WHAT IS EXPECTED:
Would you retype, word for word, the line with "crinkled paper wrapping." and every line after it through the end of the records below?

══════

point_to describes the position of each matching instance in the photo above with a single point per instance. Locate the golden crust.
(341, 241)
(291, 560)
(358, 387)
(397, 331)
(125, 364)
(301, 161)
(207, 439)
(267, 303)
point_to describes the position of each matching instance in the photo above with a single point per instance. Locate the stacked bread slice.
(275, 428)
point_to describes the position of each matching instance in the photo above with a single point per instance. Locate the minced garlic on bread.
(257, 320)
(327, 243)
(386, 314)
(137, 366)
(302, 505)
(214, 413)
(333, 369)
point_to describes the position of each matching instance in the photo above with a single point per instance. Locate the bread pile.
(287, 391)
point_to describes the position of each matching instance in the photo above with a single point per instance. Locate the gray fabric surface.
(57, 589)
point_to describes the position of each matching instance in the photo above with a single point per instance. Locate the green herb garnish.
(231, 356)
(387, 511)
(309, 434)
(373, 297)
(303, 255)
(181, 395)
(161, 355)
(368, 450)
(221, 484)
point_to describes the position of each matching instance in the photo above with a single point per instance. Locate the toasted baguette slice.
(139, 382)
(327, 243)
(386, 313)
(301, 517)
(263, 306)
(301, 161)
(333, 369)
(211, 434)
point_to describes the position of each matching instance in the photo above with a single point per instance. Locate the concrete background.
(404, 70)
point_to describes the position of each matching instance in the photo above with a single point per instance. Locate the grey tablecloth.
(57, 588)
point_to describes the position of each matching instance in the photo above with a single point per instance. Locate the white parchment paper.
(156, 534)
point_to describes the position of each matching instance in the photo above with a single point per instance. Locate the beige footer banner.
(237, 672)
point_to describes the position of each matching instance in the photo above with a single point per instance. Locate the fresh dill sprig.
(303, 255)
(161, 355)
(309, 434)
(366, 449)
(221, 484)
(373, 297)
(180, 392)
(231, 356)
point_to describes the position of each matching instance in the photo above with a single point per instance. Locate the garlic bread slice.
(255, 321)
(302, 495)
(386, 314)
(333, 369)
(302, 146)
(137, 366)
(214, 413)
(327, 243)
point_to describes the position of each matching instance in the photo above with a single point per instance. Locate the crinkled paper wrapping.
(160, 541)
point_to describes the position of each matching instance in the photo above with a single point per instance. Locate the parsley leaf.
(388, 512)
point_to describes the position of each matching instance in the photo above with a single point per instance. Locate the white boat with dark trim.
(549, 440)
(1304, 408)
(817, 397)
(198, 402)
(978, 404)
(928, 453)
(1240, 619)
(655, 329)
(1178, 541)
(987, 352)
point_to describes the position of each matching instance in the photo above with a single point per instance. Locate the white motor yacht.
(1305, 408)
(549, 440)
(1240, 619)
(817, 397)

══════

PROBLEM SOLUTION:
point_to describes the position of each matching instance in the photo above with a single point per instance. Locate the crinkled paper wrapping.
(160, 541)
point_to describes the position of each matching instance in the photo above with a single point per instance. Locate the parsley leaf.
(388, 512)
point_to describes the position of each matching instance in the photo above with a single point per instance. Locate the white boat with dark trim.
(549, 440)
(1304, 408)
(817, 397)
(198, 402)
(978, 404)
(928, 453)
(1240, 619)
(655, 329)
(1178, 541)
(987, 352)
point_to describes the position of each matching instance in the photo above with a single point per instance. Locate the white motor yacht.
(1305, 408)
(549, 440)
(1240, 619)
(817, 397)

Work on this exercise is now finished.